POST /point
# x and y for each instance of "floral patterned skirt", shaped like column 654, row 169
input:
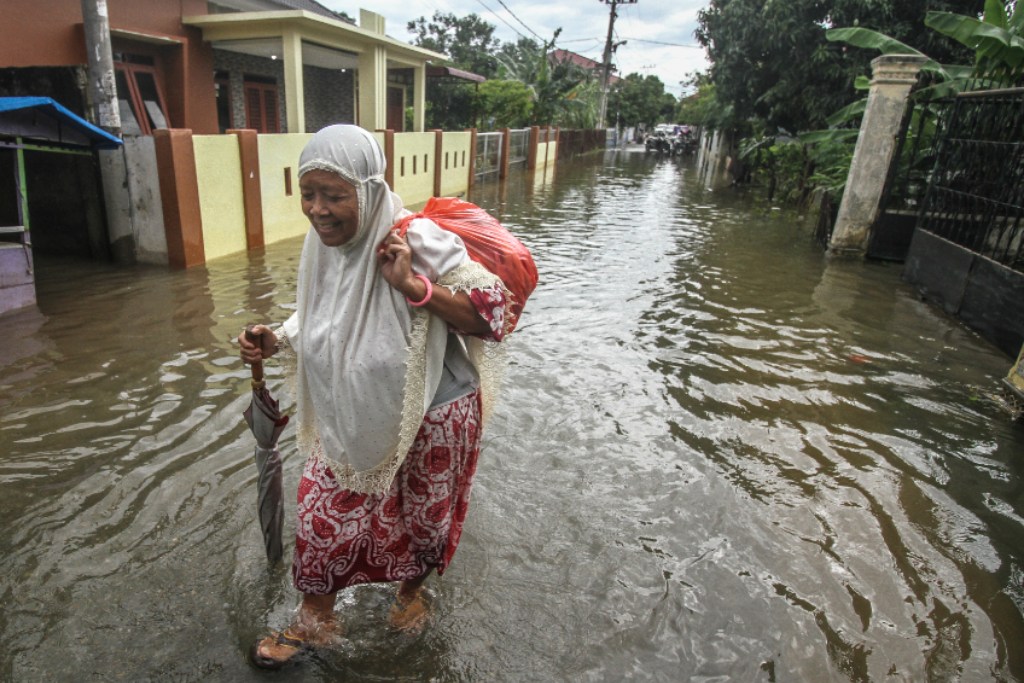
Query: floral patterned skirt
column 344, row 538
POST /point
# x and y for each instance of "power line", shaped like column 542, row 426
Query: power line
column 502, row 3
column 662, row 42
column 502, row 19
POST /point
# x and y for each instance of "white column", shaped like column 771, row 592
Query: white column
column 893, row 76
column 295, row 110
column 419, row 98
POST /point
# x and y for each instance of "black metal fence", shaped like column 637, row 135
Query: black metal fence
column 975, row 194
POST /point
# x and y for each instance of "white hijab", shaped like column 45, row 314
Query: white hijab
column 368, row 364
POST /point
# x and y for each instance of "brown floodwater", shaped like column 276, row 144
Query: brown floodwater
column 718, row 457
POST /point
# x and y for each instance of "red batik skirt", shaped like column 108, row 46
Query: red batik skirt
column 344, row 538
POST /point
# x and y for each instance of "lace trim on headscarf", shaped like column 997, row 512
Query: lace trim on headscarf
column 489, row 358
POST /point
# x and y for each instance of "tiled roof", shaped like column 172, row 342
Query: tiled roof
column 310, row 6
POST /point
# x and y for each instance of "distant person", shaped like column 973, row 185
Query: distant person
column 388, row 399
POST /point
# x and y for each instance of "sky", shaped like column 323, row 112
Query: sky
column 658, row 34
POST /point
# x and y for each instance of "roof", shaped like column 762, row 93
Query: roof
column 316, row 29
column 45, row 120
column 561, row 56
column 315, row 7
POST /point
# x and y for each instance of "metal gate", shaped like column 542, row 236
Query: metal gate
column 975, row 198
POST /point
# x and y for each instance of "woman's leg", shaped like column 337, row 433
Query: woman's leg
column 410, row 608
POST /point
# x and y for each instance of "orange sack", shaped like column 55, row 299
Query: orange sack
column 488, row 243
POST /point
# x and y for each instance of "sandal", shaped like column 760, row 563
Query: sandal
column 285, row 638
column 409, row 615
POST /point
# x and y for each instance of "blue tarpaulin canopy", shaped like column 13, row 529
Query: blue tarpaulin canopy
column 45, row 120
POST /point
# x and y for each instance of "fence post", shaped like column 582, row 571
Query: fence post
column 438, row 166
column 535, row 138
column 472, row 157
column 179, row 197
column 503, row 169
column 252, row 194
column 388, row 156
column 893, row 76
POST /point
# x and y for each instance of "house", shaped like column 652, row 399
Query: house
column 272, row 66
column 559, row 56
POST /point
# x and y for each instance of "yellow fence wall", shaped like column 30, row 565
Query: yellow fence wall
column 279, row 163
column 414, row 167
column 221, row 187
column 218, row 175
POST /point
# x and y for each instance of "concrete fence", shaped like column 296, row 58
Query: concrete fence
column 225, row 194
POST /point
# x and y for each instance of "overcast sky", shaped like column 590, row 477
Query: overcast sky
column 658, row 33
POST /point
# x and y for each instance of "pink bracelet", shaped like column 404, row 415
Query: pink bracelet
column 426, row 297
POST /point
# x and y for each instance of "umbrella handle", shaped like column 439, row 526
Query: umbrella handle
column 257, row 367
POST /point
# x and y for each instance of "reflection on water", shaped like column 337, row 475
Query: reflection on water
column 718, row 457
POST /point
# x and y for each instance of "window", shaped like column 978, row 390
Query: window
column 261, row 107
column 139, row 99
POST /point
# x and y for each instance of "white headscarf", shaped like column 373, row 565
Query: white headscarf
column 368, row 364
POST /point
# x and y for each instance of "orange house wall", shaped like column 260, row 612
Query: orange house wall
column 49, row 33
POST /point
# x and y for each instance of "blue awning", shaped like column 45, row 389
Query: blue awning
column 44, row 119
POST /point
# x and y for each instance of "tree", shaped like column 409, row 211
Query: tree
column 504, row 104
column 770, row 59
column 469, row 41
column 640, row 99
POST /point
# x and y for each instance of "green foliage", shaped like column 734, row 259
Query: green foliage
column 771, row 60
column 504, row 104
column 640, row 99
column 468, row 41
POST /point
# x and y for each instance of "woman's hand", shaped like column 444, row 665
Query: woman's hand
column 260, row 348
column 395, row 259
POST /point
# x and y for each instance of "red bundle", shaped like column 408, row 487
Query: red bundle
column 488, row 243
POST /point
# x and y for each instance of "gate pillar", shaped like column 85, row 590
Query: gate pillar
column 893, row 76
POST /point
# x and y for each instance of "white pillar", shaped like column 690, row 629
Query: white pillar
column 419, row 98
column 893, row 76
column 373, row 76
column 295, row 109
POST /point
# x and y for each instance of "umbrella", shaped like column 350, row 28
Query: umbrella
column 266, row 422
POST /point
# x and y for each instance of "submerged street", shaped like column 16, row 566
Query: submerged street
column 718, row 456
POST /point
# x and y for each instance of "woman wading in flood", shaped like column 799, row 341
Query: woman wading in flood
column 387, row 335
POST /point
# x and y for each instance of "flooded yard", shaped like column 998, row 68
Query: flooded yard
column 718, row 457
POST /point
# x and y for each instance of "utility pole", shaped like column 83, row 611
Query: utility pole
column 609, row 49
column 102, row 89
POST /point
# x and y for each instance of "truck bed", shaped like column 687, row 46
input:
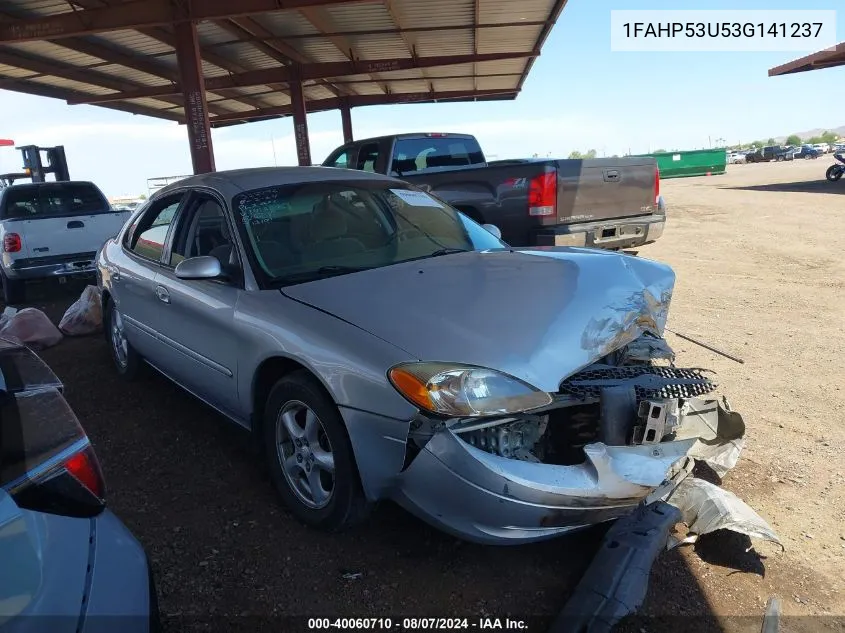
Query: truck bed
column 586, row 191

REQUIRED ACTION: A verbatim rendering of the listing above is required, without any of its pictures.

ANSWER SPACE:
POST /point
# x and y for each instance of "floral patterned skirt", shaped like column 654, row 169
input:
Query: floral patterned skirt
column 344, row 538
POST /point
# x and y for each instance of "power line", shaped like column 542, row 426
Query: power line
column 502, row 3
column 662, row 42
column 502, row 19
POST /point
# x and y for each instance of "white column", shaped like column 771, row 592
Query: white column
column 893, row 76
column 295, row 110
column 419, row 98
POST /point
# x and y for each instance of "black metal fence", shaped like column 637, row 135
Query: black metal fence
column 975, row 194
POST /point
# x and y for each instance of "white hijab", shaped like column 45, row 314
Query: white hijab
column 368, row 364
POST /point
# x and y for each instance of "brown floodwater", shaped like column 276, row 144
Query: brown floodwater
column 718, row 457
POST /point
# x and y for each instance of "red batik skirt", shaped like column 108, row 46
Query: red batik skirt
column 344, row 538
POST /point
# x and y for each instance of "lace trim on headscarf", shaped like column 997, row 512
Query: lace trim on headscarf
column 489, row 358
POST /point
# x and y for each instance of "tiled roof", shaped like column 172, row 342
Query: tiled roof
column 310, row 6
POST /point
# x and y for each instance of "distant person", shaped like column 973, row 185
Query: distant person
column 388, row 399
POST /point
# x and y for each instance of "sky", shaped like column 323, row 112
Query: sky
column 658, row 34
POST /point
# x and y for each instance of "roof", shaped like column 762, row 93
Query: roof
column 316, row 29
column 45, row 120
column 561, row 56
column 315, row 7
POST /point
# x and y for each instance of "metal gate", shaped like column 542, row 236
Query: metal gate
column 975, row 198
POST /point
# x and y for each instance of "woman's leg", shaped like column 337, row 433
Query: woman's leg
column 410, row 608
POST /point
# x and y for each instance of "orange sack", shaped like column 55, row 299
Query: orange sack
column 488, row 243
POST /point
# x and y for each instance of "sandal", shaped like column 760, row 563
Query: sandal
column 285, row 638
column 409, row 615
POST /point
# x and y for each instance of "blue tarpaulin canopy", shaped like column 13, row 529
Query: blue tarpaulin canopy
column 45, row 120
POST /point
# x and y for each instance of "fence post", shaped like column 582, row 571
Query: fence post
column 438, row 166
column 535, row 138
column 472, row 157
column 179, row 197
column 503, row 169
column 252, row 194
column 388, row 156
column 893, row 76
POST /point
# x and y for each instance of "house", shaped like column 652, row 399
Query: house
column 272, row 66
column 559, row 56
POST /point
# x and y for each instance of "yellow fence wall", shaped like column 30, row 565
Query: yellow fence wall
column 279, row 163
column 414, row 167
column 221, row 187
column 218, row 175
POST /point
# x and y for each instance of "concrete fence", shaped like column 296, row 58
Query: concrete fence
column 225, row 194
POST /point
# x and y for each instance of "overcast sky", shaped like column 590, row 477
Query: overcast sky
column 658, row 33
POST /point
# x and y for each instance of "pink bracelet", shaped like column 404, row 415
Query: pink bracelet
column 426, row 297
POST /point
# x and y for each instance of "umbrella handle", shaped like column 439, row 526
Query: umbrella handle
column 257, row 367
POST /point
# x and y for each instance of "reflection on water", shaped like column 337, row 475
Query: reflection on water
column 718, row 457
POST /point
# x and y for each instance of "window", shaped like column 978, row 390
Query: window
column 261, row 107
column 139, row 99
POST /point
# x and y for each instance of "white headscarf", shaped like column 373, row 565
Query: white headscarf
column 368, row 364
POST /point
# x and y for each instance of "orange house wall", shaped like column 260, row 612
Query: orange house wall
column 49, row 33
POST /point
# x and y for each instance of "blue awning", shaped like column 45, row 389
Query: blue awning
column 44, row 119
POST /point
# x and y for each instance of "tree", shaped like column 409, row 211
Query: tree
column 504, row 104
column 770, row 59
column 469, row 41
column 640, row 99
POST /point
# x and y for each instance of "green foliage", shaped like column 734, row 259
Query: green foliage
column 771, row 60
column 504, row 104
column 640, row 99
column 468, row 41
POST /point
# x and y for each instance of "woman's hand", shaped like column 444, row 665
Query: woman's hand
column 260, row 348
column 395, row 259
POST /point
# x and y for each instance of "red bundle", shaped like column 408, row 487
Query: red bundle
column 488, row 243
POST /point
# x and y for each instance of "gate pillar", shaped like column 85, row 590
Query: gate pillar
column 893, row 76
POST /point
# x and y for each instance of "white pillar", shaped like column 690, row 629
Query: white pillar
column 419, row 98
column 893, row 76
column 373, row 76
column 295, row 109
POST /point
# x and y for each instance of "umbrella", shaped like column 350, row 28
Query: umbrella
column 266, row 422
POST /point
# x and y for each instance of "submerged street", shaped like column 16, row 566
Query: submerged street
column 718, row 456
POST /point
# x and y for each instance of "woman wading in flood", shaped like column 799, row 341
Query: woman wading in flood
column 387, row 335
POST /point
# x and y for each instance of "flooded yard", shaped like column 998, row 68
Query: flooded yard
column 718, row 457
POST /point
# x and y for each instance of "utility pole", shaped like column 83, row 611
Query: utility pole
column 609, row 49
column 102, row 89
POST /point
# x and y for each instance of "truck bed", shaped like column 687, row 46
input:
Query: truck bed
column 586, row 191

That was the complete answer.